Text section:
- - -

A nationwide research survey has listed Clay County as the third most disadvantaged county in the state and the 54thmost in the nation.
The research is from the University of Michigan’s Poverty Solutions initiative and Princeton University’s Center for Research on Child Wellbeing. The project ranks cities and counties across the country based on data measuring three interconnected types of disadvantage:
-Income, including rates of poverty and deep poverty;
-Health, including life expectancy and low birth weight; and
-Social mobility, using intra-generational mobility estimates.
The index reveals deep disadvantages in clustered regions such as Appalachia, the Mississippi Delta, the Cotton Belt and the Tribal Nation Lands.
Kentucky had eight counties in the top 100 most disadvantaged with McCreary Co. (No. 20), Bell County (No. 36), Clay County (No. 54), Wolfe County (No. 60), Breathitt County (No. 82), Harlan County (No. 86) and Owsley County (No. 97).

- - -

Entries pointing to named objects:
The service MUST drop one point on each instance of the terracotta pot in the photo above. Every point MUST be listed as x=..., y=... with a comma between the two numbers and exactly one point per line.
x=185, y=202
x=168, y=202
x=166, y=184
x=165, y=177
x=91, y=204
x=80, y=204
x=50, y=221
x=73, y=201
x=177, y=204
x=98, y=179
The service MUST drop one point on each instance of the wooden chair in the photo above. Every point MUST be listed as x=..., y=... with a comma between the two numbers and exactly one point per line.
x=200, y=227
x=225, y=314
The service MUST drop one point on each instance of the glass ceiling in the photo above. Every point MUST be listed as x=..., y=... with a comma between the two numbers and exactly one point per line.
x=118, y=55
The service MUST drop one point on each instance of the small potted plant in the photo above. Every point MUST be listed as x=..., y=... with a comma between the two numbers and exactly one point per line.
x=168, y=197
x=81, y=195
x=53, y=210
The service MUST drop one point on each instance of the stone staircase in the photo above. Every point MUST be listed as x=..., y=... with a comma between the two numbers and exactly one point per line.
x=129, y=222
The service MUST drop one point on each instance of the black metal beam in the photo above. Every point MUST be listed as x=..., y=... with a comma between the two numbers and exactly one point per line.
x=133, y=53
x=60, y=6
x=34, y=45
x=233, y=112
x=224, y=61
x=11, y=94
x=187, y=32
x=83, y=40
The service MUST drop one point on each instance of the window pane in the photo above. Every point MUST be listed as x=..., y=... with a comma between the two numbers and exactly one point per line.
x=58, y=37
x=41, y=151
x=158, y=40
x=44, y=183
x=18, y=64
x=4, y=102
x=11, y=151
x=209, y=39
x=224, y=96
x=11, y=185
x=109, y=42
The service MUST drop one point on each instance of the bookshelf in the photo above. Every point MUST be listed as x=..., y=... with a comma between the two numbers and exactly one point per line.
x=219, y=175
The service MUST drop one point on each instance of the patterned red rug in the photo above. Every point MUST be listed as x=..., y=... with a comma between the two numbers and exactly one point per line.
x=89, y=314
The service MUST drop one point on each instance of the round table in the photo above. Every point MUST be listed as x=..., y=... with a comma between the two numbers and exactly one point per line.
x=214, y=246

- - -

Problems to solve:
**a.** Translate this sentence from the county disadvantage text into Spanish: "The index reveals deep disadvantages in clustered regions such as Appalachia, the Mississippi Delta, the Cotton Belt and the Tribal Nation Lands."
**b.** Using the county disadvantage text, answer these questions:
(i) Which two university bodies produced the research?
(ii) What kind of estimates are used to measure social mobility?
(iii) What rank does Bell County hold?
**c.** Rewrite the paragraph of the county disadvantage text that begins "The research is from" as a short list, together with the three types of disadvantage it introduces.

Solutions to the tasks:
**a.** El índice revela profundas desventajas en regiones agrupadas como los Apalaches, el delta del Misisipi, el Cinturón del Algodón y las Tierras de las Naciones Tribales.

**b.**
(i) The University of Michigan's Poverty Solutions initiative and Princeton University's Center for Research on Child Wellbeing.
(ii) Intra-generational mobility estimates.
(iii) No. 36.

**c.**
- Source: the University of Michigan's Poverty Solutions initiative and Princeton University's Center for Research on Child Wellbeing
- Scope: ranks cities and counties across the country
- Income: rates of poverty and deep poverty
- Health: life expectancy and low birth weight
- Social mobility: intra-generational mobility estimates